WRITTEN INSTRUCTION 1
List every family role the writer names for herself in the essay excerpt about the mausoleum, each with the description given in parentheses.
WRITTEN INSTRUCTION 2
Answer these questions from the essay excerpt about the mausoleum, one answer per line, marked like the questions:
(a) In what month did the writer discover the mausoleum?
(b) Which style guide does the writer mention in connection with the local history magazine?
(c) Which publication does the writer think might want the piece as a touching advertisement for mausoleums?
WRITTEN INSTRUCTION 3
Continue the essay excerpt about the mausoleum, starting right after its final sentence.

PAGE EXCERPT

============

I could include personal anecdotes, drawing a line connecting my own experiences as a daughter (of divorce) and as a wife (of a busy, important professional) and as a mother (who has her own interests beyond parenthood) to this mausoleum family.
My discovery of the mausoleum on that sunny March day could encompass several lyrical paragraphs.
This could be absolutely epic, my best work yet.
Epic enough to… publish? I started poking around the sad corners of the Internet where aspiring writers hang out.
The local history magazine would want something very academic and well-researched. It has been a long time since I’ve worried about the Chicago Manual of Style, but this is something I could accomplish with enough motivation and some hand-holding from my almost-a-PhD reference librarian friend. Although… making academic research interesting is not exactly a writerly strength of mine.
What if I wanted it to be more of a memoir? I’m good at the memoir-type stuff. Who would want something like this? Is there an anthology of personal essays about cemeteries coming out soon?
Perhaps American Cemetery & Cremation Magazine would want this if I could turn it into a touching advertisement for mausoleums? Is that my angle?

============

RECORDED DATA

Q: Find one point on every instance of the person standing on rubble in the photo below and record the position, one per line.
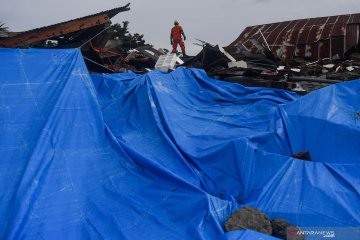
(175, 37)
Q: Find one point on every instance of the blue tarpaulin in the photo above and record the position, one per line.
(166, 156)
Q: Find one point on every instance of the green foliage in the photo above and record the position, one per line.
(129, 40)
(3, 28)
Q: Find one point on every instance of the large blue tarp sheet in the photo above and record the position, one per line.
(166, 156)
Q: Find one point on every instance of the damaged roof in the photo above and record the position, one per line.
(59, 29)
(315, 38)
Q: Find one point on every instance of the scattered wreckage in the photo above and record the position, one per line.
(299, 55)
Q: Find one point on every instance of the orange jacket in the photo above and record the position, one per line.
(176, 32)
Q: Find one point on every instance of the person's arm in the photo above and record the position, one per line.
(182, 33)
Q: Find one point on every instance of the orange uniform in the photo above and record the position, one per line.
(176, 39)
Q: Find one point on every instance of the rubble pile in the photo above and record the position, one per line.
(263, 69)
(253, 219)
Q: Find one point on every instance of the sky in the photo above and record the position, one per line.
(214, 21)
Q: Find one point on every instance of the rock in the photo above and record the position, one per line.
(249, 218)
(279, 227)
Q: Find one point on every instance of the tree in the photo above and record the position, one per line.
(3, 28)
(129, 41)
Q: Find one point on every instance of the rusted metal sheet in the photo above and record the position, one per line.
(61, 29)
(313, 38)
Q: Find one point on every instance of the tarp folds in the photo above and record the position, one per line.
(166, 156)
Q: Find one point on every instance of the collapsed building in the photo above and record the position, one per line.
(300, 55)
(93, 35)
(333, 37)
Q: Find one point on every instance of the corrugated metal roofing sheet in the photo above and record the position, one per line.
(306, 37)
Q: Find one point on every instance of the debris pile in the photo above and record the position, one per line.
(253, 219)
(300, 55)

============

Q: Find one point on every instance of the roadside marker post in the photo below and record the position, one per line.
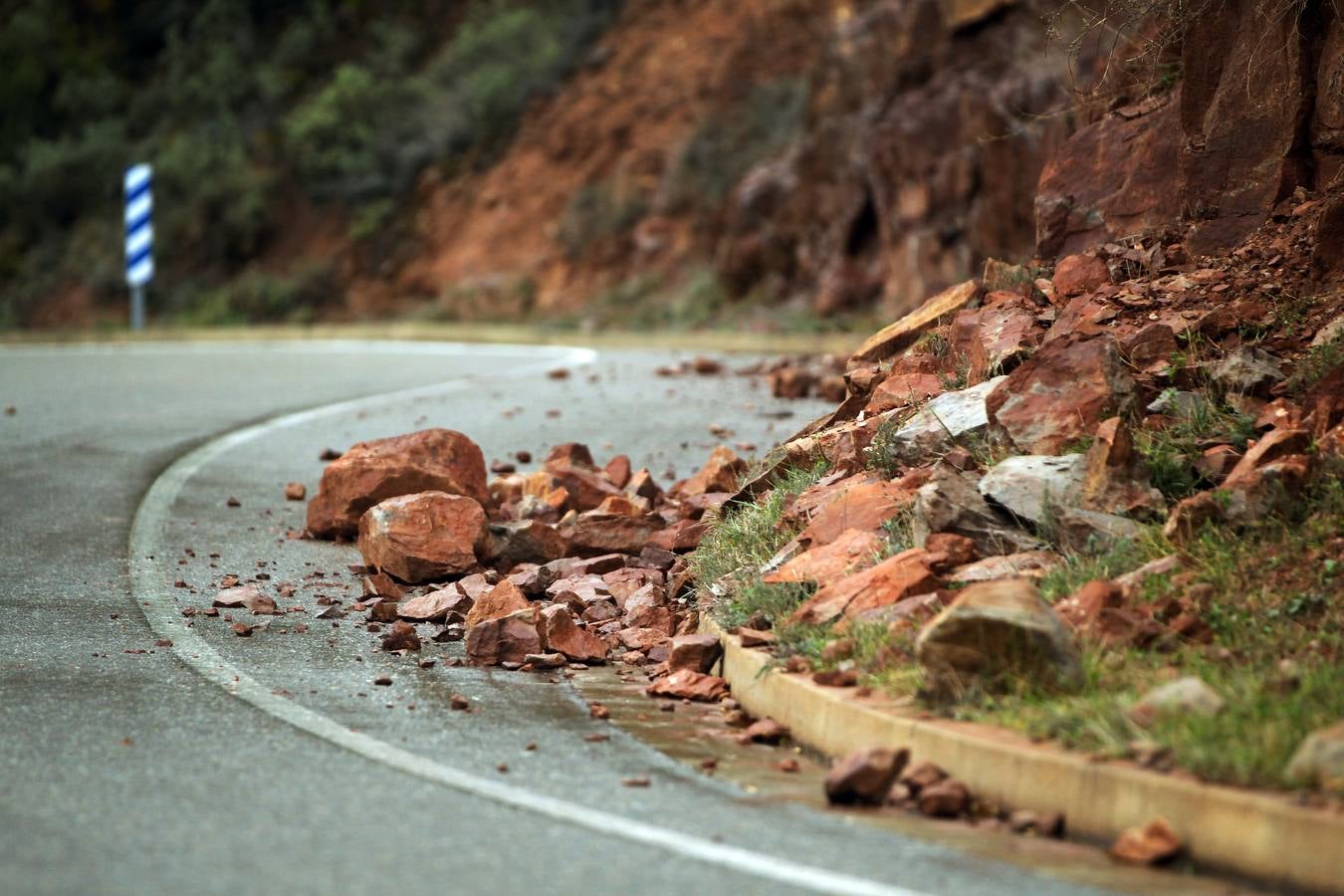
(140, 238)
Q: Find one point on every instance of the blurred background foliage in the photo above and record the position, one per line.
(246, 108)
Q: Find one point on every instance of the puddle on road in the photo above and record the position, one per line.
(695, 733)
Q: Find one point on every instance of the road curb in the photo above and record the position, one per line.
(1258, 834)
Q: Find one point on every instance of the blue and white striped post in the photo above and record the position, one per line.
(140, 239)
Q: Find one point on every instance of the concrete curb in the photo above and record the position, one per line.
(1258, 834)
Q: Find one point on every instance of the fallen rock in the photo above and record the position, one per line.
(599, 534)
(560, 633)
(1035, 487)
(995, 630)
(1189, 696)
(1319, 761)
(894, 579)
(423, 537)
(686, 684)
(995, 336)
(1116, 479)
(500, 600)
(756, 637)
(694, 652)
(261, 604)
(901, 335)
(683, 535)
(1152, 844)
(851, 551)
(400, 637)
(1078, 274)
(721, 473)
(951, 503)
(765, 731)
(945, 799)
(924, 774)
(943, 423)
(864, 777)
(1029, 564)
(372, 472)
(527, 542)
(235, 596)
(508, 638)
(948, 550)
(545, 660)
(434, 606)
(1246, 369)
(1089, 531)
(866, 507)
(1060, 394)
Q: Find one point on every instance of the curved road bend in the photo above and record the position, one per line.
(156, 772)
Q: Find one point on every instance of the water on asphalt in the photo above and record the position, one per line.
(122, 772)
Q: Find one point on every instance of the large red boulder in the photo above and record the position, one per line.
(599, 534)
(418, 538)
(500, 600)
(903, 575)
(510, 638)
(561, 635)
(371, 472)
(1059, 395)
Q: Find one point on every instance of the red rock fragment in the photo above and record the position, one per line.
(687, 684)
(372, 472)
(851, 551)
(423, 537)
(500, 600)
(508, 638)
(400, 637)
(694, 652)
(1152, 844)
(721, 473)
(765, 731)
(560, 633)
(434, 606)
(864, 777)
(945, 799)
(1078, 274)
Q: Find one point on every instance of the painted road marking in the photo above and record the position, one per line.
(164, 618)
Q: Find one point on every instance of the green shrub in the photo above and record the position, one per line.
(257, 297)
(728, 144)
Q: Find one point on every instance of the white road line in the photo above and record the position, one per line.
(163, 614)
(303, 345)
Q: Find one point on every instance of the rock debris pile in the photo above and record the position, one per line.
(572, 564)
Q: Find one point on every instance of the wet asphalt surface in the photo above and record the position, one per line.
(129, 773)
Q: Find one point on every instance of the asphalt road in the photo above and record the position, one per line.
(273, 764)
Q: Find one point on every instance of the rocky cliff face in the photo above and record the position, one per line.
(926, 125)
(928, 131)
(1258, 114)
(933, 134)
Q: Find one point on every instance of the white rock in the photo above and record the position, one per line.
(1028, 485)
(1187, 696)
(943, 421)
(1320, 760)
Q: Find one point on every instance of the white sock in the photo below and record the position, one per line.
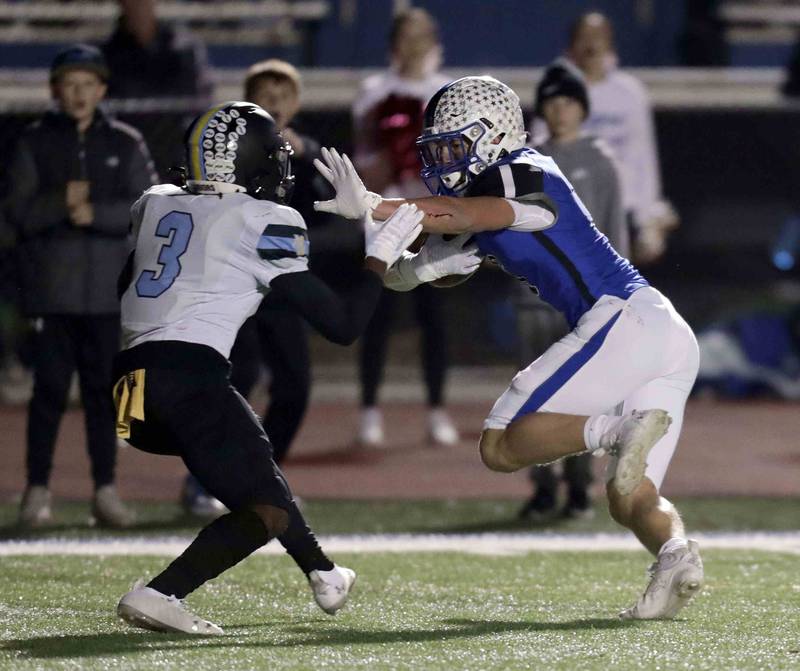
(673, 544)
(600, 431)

============

TASK OUTPUT 1
daughter (of divorce)
wife (of a busy, important professional)
mother (who has her own interests beyond parenthood)

TASK OUTPUT 2
(a) March
(b) The Chicago Manual of Style
(c) American Cemetery & Cremation Magazine

TASK OUTPUT 3
I tried to write it for all these markets. I spent a lot of time agonizing over the themes and how to present the dry facts of a person’s life in a compelling way. I inserted references. I wrote long, imaginative paragraphs about how these people felt and loved and lived and died. I dipped erratically into my own life experiences. And yes, I did look up the top speed of a car in 1916.
And I deleted all of it: every paragraph, every perfectly constructed sentence. BACKSPACE FOREVER. Back to the top of the blank page. Over and over I did this, for days.
I finally acknowledged the crisis I was having. I cannot write this for a market. There is only one way (for me) to write it and in order to do that I have to slam the door on submission guidelines and editors and marketability.
I have to write it for the blog, because the blog can be anything.
Last Friday I sat down with the blank Word document and I spent five hours writing a rough draft of about 2,000 words. It is messy–my first drafts always are–but the scaffolding is in place for revisions to work their magic.
Is it going to be good? I think so.
Is it going to be great? Well… I wouldn’t go that far.
But it doesn’t really matter because it’s for the blog now and the blog can be whatever I want it to be. Some of my readers will wade through the whole thing and enjoy it. Others will abandon ship by the end of the second paragraph because it’s too damn wordy and they are probably right about that.
At least I wrote it, and I never would have if not for the existence of this blog.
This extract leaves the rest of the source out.